[ABOUT THIS TASK]
Please repeat exactly the lines below from the one containing "Query: man's beard" down to the one containing "Note: for every instance of the black eyeglasses, put", both included, and nothing else.

[DATASET EXCERPTS]
___

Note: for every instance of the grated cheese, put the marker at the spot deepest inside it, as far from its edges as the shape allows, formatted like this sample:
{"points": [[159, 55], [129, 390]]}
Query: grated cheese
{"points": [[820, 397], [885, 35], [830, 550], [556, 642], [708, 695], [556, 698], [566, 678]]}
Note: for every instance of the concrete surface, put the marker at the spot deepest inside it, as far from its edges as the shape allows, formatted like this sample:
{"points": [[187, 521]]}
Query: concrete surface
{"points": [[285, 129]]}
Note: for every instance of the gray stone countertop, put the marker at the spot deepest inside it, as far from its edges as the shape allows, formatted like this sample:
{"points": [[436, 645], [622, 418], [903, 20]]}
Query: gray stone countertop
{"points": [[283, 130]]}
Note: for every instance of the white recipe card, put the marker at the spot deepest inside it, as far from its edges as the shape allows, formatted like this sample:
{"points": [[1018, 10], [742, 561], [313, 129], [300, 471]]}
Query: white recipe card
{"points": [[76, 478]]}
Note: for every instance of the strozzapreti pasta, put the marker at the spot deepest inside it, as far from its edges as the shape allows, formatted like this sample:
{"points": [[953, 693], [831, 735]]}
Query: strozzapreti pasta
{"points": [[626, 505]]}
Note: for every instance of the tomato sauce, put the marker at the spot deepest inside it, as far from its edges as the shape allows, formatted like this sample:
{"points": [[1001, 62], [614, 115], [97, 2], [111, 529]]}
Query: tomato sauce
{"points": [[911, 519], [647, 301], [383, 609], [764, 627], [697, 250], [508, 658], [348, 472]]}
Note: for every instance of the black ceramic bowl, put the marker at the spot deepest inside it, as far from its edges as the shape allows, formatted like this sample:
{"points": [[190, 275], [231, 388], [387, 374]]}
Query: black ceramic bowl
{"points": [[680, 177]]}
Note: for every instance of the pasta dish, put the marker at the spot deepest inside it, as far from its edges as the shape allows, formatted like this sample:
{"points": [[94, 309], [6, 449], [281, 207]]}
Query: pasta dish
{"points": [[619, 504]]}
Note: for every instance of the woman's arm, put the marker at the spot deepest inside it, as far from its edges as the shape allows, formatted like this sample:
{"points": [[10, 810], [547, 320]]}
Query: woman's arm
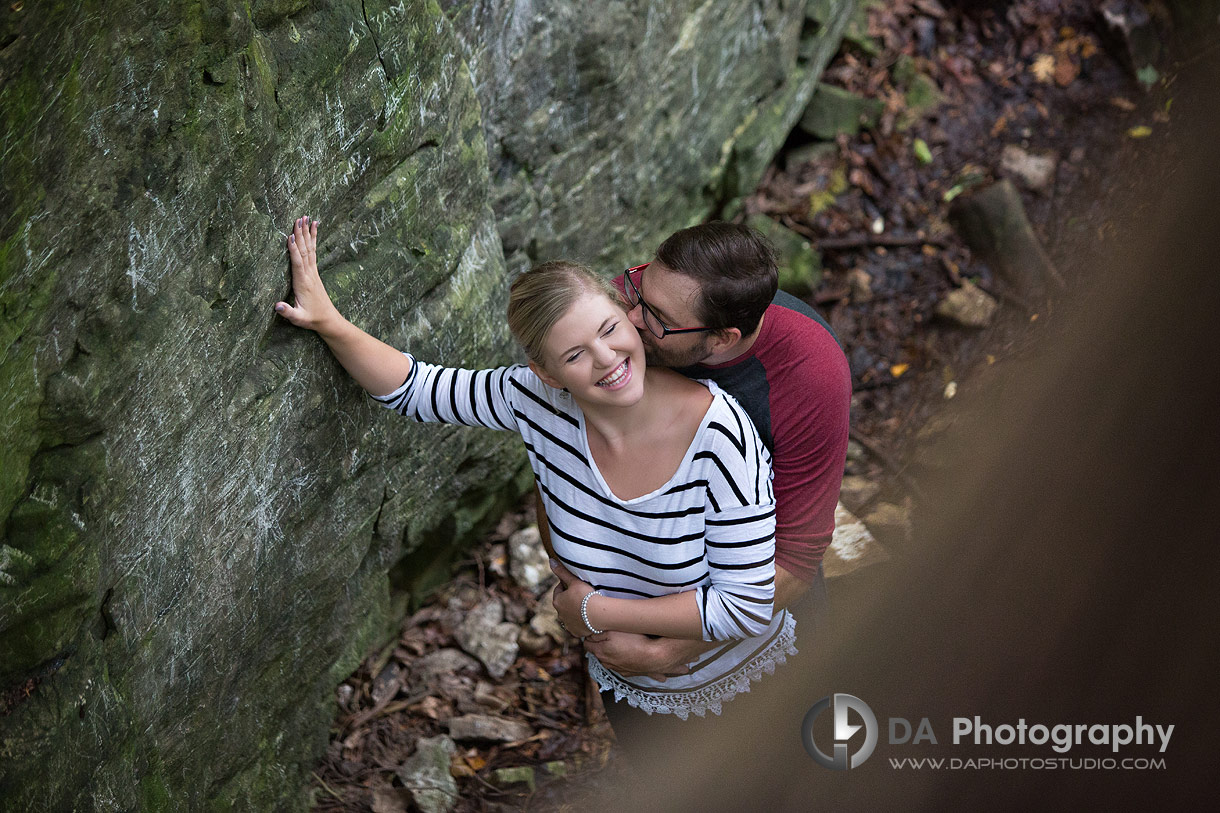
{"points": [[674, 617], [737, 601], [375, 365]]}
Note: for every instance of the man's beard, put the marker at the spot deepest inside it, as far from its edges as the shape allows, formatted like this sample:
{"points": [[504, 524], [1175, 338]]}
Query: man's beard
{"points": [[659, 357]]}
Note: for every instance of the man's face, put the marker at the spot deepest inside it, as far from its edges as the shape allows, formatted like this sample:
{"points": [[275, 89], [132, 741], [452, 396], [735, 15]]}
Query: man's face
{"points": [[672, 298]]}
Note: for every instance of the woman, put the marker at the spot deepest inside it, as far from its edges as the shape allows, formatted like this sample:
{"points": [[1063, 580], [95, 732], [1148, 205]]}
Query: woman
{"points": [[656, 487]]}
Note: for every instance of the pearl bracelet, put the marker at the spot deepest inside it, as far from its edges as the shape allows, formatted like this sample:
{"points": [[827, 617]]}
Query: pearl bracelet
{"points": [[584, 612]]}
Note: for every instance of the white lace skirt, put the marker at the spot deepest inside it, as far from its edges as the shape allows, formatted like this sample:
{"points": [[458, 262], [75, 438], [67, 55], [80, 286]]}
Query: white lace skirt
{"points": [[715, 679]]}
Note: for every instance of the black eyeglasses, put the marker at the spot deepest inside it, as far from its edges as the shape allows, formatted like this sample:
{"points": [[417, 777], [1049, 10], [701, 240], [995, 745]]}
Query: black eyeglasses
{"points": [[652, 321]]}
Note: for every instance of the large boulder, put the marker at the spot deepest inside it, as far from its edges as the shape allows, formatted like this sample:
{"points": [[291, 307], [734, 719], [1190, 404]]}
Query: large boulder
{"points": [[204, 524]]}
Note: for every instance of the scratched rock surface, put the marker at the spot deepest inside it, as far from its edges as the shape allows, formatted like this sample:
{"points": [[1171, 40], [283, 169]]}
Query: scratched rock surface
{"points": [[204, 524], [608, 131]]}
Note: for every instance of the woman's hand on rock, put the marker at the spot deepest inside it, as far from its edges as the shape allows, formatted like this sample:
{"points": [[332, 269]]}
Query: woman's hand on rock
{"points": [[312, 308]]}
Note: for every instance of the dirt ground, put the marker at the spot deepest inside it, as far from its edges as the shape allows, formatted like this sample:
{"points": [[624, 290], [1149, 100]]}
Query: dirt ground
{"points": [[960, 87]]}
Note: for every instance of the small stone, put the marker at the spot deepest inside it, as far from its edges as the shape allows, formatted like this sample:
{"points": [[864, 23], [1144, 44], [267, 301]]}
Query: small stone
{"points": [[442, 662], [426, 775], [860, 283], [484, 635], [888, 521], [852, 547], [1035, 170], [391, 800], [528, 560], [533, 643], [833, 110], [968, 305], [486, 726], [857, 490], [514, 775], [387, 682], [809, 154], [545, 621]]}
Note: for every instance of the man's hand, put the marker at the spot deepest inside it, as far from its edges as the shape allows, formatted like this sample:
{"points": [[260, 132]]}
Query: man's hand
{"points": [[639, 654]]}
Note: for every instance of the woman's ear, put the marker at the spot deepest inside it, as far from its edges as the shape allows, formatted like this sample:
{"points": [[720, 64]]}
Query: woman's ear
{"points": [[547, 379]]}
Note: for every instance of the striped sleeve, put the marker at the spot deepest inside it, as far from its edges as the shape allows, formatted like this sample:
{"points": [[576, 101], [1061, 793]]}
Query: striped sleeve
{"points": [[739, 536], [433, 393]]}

___

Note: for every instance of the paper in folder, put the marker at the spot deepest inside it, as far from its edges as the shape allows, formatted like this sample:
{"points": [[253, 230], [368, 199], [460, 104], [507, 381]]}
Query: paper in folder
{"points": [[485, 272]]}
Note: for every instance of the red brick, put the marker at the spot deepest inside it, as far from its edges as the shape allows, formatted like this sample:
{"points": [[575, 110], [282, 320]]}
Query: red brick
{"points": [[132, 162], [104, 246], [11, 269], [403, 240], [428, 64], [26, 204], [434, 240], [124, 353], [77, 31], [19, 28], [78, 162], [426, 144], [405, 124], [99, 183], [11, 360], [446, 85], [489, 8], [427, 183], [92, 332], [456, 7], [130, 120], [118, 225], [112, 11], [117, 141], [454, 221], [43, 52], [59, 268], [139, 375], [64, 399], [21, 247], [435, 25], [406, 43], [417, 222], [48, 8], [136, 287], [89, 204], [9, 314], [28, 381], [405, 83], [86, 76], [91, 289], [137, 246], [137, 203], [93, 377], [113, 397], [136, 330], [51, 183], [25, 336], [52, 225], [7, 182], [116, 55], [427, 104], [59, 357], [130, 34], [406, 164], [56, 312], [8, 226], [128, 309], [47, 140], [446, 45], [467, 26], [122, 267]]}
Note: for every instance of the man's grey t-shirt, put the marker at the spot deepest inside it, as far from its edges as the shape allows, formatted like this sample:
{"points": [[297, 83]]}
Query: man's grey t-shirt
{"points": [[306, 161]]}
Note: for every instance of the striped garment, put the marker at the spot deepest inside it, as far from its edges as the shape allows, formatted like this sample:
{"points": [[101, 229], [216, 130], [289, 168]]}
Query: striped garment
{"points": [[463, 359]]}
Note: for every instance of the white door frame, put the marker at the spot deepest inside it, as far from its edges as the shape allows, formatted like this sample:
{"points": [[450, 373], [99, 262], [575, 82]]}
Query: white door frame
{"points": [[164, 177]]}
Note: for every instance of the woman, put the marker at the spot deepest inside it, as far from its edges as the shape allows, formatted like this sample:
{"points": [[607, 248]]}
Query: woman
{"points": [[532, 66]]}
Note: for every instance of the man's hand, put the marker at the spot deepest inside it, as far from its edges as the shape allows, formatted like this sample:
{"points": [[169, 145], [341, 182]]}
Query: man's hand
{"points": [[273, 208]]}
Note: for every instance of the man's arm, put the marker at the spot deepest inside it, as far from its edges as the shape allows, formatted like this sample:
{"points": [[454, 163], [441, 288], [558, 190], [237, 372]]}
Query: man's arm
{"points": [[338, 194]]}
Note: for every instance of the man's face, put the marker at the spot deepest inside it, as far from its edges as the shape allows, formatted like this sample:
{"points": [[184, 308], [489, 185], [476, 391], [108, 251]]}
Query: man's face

___

[ANSWER TO THIS EXERCISE]
Query: man's beard
{"points": [[659, 357]]}
Note: for every instance of the man's face, put the marker at the spot deepest inside it, as far from its edges as the shape allows, formatted like this sample:
{"points": [[275, 89], [132, 741], [452, 396], [735, 15]]}
Query: man's face
{"points": [[672, 298]]}
Note: for every instance of the woman, put the marker at the spot deepest inside it, as far from its edges as the shape allows, formatted like this sample:
{"points": [[1063, 580], [95, 732], [1148, 205]]}
Query: woman
{"points": [[656, 487]]}
Note: for every instance of the pearl bracelet, put the marker at the spot deepest inside it, as far from its edges as the shape allows, formatted like this sample:
{"points": [[827, 617]]}
Query: pearl bracelet
{"points": [[584, 612]]}
Note: for every instance of the white lace skirt, put the marker at the spot deepest inside it, as far from its edges as the shape allows, formatted like this sample:
{"points": [[458, 262], [75, 438], [67, 55], [80, 286]]}
Query: white lace skirt
{"points": [[715, 679]]}
Note: for every instance of the black eyeglasses, put the marker at the spot deepest inside it, as far from its edges as the shape allows, formatted like this sample:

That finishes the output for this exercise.